■ **EXERCISE TASK**
Copy every one of the entries below word for word, changing nothing.

■ **RECORDS PROVIDED**

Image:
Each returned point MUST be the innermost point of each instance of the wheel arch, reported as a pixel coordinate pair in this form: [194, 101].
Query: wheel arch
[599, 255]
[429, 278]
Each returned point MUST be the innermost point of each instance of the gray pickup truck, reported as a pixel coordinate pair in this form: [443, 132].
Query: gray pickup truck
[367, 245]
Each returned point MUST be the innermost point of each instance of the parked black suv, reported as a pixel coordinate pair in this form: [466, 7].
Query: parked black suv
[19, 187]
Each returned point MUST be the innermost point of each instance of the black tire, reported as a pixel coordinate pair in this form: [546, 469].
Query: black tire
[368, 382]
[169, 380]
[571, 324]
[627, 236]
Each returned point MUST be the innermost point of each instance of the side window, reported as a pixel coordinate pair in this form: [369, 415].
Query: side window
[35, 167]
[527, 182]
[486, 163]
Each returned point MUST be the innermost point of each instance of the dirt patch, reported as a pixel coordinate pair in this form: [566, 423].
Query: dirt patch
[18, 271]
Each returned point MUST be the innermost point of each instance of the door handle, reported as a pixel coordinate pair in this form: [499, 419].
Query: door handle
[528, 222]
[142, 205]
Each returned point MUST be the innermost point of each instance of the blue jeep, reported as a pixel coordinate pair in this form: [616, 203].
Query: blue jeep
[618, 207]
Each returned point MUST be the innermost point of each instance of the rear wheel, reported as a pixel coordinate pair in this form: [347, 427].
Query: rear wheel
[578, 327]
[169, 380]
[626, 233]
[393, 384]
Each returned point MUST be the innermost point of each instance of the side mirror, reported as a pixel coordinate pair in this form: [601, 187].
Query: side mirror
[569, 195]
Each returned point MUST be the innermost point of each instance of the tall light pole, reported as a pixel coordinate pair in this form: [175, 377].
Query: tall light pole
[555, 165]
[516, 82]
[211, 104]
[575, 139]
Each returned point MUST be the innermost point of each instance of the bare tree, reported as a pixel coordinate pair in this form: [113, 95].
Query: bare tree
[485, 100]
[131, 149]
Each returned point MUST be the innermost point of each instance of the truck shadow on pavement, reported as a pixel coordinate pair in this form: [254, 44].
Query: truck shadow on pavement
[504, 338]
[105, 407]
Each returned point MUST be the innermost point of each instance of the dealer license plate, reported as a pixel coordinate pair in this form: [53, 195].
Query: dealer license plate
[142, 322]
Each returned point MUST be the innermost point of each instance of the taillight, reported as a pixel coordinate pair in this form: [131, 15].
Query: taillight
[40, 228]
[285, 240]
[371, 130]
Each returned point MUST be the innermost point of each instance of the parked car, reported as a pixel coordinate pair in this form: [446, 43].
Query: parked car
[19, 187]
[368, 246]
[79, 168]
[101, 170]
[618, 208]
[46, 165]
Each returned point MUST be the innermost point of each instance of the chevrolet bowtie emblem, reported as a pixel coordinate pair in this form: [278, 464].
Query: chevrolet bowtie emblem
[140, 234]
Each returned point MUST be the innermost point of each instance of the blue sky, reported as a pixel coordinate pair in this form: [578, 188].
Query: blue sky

■ **EXERCISE RESULT**
Image:
Each returned point MUST be the innermost point of each instance of the wheel arch, reported as a pixel coordinate pair in this form: [194, 101].
Query: wheel arch
[599, 255]
[429, 278]
Each returned point MUST be the innermost point of each instance of the gray pickup truck, reported as a pixel coordinate pair in this form: [443, 132].
Query: gray pickup truck
[367, 245]
Each returned point MUST be the innermost point of each instance of the parked black suv, reported as a pixel coordinate pair in this form: [466, 7].
Query: parked black suv
[19, 187]
Each returned point MUST be the innermost point of each instance of the black tire, reported as a pixel coordinate pair in this form: [546, 469].
Query: black tire
[368, 382]
[169, 380]
[571, 324]
[627, 236]
Each returned point MUST be the innermost point of each instance of the side window, reported as a pixel coordinate pair in this form: [369, 415].
Query: side window
[35, 167]
[527, 182]
[486, 163]
Each returned point MUST be the innermost point of each instance of the dirt patch, reported as a pixel coordinate pair in this form: [566, 423].
Query: dirt patch
[18, 271]
Each returned point MUST be the innermost point of each instance of the door handle, reported as a pixel coordinate pair in this form: [499, 419].
Query: door handle
[528, 222]
[142, 205]
Each returned point MUST be the innermost point of each instance of the blue jeep, reported as a pixel coordinate pair in this form: [616, 203].
Query: blue jeep
[618, 207]
Each returned point MUST be the innermost point of each instance of the rear wheel, reported as a pixel coordinate pair in this form: [347, 427].
Query: rear wheel
[578, 327]
[169, 380]
[626, 233]
[393, 384]
Each returned point MUST be the innermost point of each instance of the side mirror, reported as a pixel coordinate pair in this form: [601, 187].
Query: side mirror
[569, 195]
Each returned point MUST be the innermost point of each instance of the tall light pole, reported as a pixel coordinate pair in this form: [175, 377].
Query: tall light pole
[555, 165]
[516, 82]
[211, 104]
[575, 139]
Each returned point MUST be the innermost point of each instance of the bare tree, reported as a pixel coordinate pair in this form: [113, 95].
Query: bare tree
[485, 100]
[131, 149]
Each returned point MUST be the innermost point of each instance of the truck shadow on pavement, reported as a pixel coordinate pair in this form: [254, 44].
Query: truck shadow on pavement
[504, 338]
[105, 407]
Each returned point MUST be the innermost point of each instance of the dealer license plate, reported as a pixel coordinate pair in this form: [53, 195].
Query: dealer license plate
[142, 322]
Each returned point MUST be the innermost point of each instance of the taillight, reported as a pixel coordinate pair in this form: [131, 15].
Query: taillight
[40, 228]
[285, 240]
[371, 130]
Each returned point MUST be the innermost point of each instance of the parked car, reported as a pixel coordinate pair in this form: [446, 43].
Query: parked car
[19, 187]
[368, 246]
[79, 168]
[101, 170]
[618, 208]
[46, 165]
Each returned point MUST be the innermost point of each instance of the chevrolet bowtie emblem, reported as a pixel coordinate pair in this form: [278, 464].
Query: chevrolet bowtie emblem
[140, 234]
Each returned point MUST be the innermost point of each instance of the blue sky, reported as a pixel coordinate pair in this form: [578, 188].
Query: blue sky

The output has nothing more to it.